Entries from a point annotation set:
## Begin
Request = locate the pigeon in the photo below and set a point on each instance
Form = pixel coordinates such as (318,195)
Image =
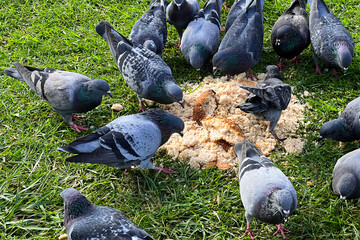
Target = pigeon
(236,9)
(66,92)
(127,141)
(290,34)
(330,41)
(346,176)
(242,44)
(266,193)
(268,99)
(201,38)
(143,70)
(84,220)
(150,30)
(180,13)
(346,128)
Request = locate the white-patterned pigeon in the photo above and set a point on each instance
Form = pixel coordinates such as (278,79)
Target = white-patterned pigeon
(346,176)
(268,99)
(201,38)
(143,70)
(330,41)
(180,13)
(84,220)
(290,34)
(66,92)
(127,141)
(346,127)
(266,193)
(242,44)
(150,30)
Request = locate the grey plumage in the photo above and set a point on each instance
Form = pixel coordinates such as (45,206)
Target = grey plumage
(266,193)
(201,38)
(241,47)
(150,30)
(84,220)
(269,98)
(290,34)
(181,12)
(346,127)
(346,176)
(66,92)
(143,70)
(330,41)
(127,141)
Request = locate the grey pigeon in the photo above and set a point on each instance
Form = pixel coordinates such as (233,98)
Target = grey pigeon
(236,9)
(269,98)
(66,92)
(180,13)
(290,34)
(127,141)
(330,41)
(242,44)
(143,70)
(150,30)
(266,193)
(84,220)
(201,38)
(346,176)
(346,127)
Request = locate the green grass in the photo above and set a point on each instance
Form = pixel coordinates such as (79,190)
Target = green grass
(191,204)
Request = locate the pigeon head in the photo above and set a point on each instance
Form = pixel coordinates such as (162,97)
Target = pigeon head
(75,204)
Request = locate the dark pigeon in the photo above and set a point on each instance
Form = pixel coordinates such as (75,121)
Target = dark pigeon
(268,99)
(346,176)
(330,41)
(201,38)
(181,12)
(346,127)
(242,44)
(266,193)
(143,70)
(290,34)
(127,141)
(84,220)
(150,30)
(66,92)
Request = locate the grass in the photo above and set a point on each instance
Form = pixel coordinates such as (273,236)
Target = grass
(191,204)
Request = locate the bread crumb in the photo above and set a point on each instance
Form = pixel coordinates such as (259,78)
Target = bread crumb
(213,125)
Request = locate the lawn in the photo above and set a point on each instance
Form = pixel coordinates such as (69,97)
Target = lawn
(191,204)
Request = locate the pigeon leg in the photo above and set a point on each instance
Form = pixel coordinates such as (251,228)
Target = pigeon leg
(165,170)
(78,128)
(281,65)
(281,230)
(249,231)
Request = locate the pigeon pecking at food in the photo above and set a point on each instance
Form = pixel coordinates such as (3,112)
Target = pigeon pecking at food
(84,220)
(330,41)
(143,70)
(266,193)
(66,92)
(268,99)
(346,176)
(201,38)
(241,47)
(127,141)
(346,127)
(290,34)
(150,30)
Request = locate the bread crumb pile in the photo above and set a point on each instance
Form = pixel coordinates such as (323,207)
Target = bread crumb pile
(213,125)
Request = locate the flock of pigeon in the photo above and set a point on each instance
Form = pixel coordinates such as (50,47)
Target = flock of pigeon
(265,191)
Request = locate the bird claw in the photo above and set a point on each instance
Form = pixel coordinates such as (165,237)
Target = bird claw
(281,230)
(78,128)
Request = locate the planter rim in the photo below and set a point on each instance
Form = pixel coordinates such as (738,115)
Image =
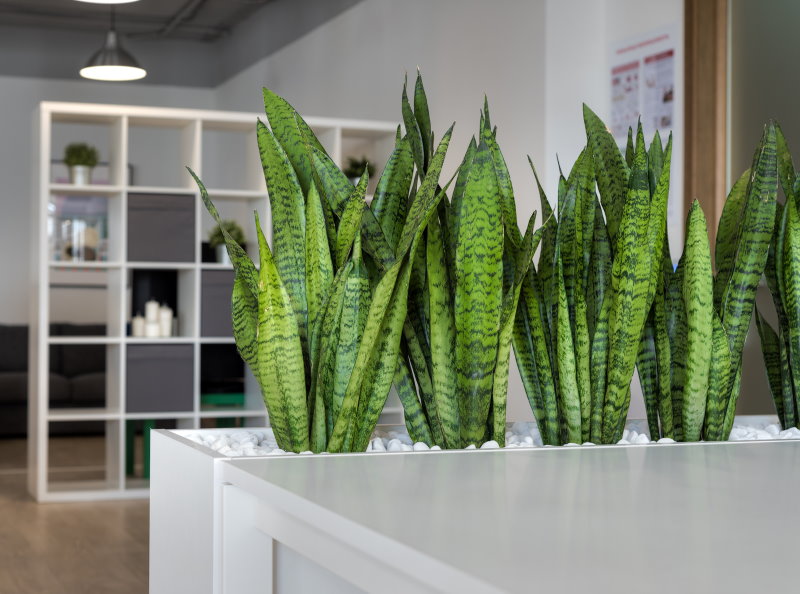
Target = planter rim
(182,434)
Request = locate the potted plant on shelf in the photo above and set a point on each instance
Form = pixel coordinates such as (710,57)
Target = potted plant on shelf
(81,158)
(355,168)
(216,238)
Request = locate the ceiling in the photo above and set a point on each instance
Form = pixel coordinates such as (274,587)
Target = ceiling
(197,20)
(198,43)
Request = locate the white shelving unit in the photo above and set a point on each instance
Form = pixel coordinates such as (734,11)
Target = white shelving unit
(144,151)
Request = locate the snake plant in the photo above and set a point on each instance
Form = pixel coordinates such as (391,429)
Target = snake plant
(781,346)
(691,350)
(319,320)
(452,375)
(584,306)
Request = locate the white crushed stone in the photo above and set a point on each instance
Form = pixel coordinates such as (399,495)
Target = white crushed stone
(261,442)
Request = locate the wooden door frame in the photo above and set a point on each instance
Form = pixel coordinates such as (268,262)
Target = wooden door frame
(705,107)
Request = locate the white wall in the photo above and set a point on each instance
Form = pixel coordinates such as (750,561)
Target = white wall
(579,35)
(19,98)
(536,61)
(353,66)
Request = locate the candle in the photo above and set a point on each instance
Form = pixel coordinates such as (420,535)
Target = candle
(151,311)
(152,329)
(165,321)
(137,325)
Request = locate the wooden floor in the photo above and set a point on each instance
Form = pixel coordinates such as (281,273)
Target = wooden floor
(66,548)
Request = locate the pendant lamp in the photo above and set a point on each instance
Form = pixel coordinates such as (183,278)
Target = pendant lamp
(111,62)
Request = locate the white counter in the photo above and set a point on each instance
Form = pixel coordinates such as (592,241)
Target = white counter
(659,518)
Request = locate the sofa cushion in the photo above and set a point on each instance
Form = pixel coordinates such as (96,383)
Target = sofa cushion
(84,358)
(14,388)
(65,329)
(13,347)
(88,390)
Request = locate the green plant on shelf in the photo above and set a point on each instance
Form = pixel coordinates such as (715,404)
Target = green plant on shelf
(80,153)
(356,167)
(216,236)
(427,289)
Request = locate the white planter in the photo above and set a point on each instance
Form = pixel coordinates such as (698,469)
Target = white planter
(222,254)
(80,175)
(485,521)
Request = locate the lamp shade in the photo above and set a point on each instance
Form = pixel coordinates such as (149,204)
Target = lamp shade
(111,62)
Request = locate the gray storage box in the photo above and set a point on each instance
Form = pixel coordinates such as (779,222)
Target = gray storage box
(216,287)
(159,378)
(161,228)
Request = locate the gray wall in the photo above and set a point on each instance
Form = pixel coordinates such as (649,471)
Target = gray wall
(764,53)
(19,97)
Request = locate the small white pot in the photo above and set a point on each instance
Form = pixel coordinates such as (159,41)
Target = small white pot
(222,254)
(80,175)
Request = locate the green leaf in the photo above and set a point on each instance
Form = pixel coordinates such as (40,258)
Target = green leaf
(664,361)
(389,203)
(423,118)
(414,416)
(789,271)
(350,225)
(324,376)
(508,205)
(533,360)
(728,232)
(337,189)
(280,356)
(630,280)
(647,367)
(294,135)
(428,196)
(568,399)
(719,379)
(610,169)
(771,349)
(478,294)
(599,369)
(657,229)
(757,222)
(413,132)
(442,335)
(244,299)
(319,268)
(507,319)
(698,300)
(655,160)
(786,171)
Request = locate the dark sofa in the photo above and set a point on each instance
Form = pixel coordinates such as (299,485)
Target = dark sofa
(77,377)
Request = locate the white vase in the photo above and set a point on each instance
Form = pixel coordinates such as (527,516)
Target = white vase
(80,175)
(222,254)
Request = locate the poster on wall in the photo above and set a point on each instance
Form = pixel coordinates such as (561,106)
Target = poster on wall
(643,84)
(643,73)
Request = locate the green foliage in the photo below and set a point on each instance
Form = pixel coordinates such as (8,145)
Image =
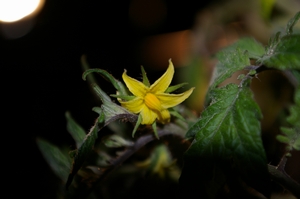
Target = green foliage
(56,158)
(283,52)
(84,151)
(226,153)
(227,133)
(75,130)
(230,61)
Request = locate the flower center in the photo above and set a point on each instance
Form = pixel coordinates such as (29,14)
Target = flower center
(152,102)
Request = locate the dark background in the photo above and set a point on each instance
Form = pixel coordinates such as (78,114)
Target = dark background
(41,77)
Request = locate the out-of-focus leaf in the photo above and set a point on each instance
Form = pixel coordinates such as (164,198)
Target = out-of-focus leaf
(291,134)
(111,110)
(283,52)
(284,55)
(116,141)
(227,144)
(75,130)
(58,161)
(116,83)
(291,23)
(85,149)
(266,8)
(255,49)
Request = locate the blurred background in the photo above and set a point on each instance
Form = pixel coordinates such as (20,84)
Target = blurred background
(41,69)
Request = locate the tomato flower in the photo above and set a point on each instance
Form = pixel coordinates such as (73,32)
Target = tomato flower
(152,102)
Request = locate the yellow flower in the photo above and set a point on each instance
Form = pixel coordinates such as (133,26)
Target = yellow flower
(152,102)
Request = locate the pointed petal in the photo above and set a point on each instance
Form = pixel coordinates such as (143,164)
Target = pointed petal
(134,106)
(164,81)
(171,100)
(136,87)
(148,115)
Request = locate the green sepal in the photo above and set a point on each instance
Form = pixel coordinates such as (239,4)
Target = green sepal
(124,97)
(116,83)
(145,78)
(111,110)
(137,124)
(176,114)
(116,141)
(154,127)
(75,130)
(175,87)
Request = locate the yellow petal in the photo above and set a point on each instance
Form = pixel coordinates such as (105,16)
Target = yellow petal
(136,87)
(148,116)
(171,100)
(134,106)
(164,81)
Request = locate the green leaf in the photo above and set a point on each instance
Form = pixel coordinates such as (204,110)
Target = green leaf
(249,44)
(266,8)
(227,145)
(85,149)
(291,23)
(116,83)
(75,130)
(283,54)
(58,161)
(145,78)
(137,124)
(116,141)
(175,87)
(230,61)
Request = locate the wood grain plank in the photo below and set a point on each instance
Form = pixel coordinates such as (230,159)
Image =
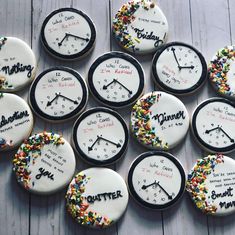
## End
## [Stated exercise]
Gather every line from the records above that includes the word "ceiling", and copy each one unchanged.

## [Finished exercise]
Request = locate the ceiling in the photo above and set a point on each instance
Target = ceiling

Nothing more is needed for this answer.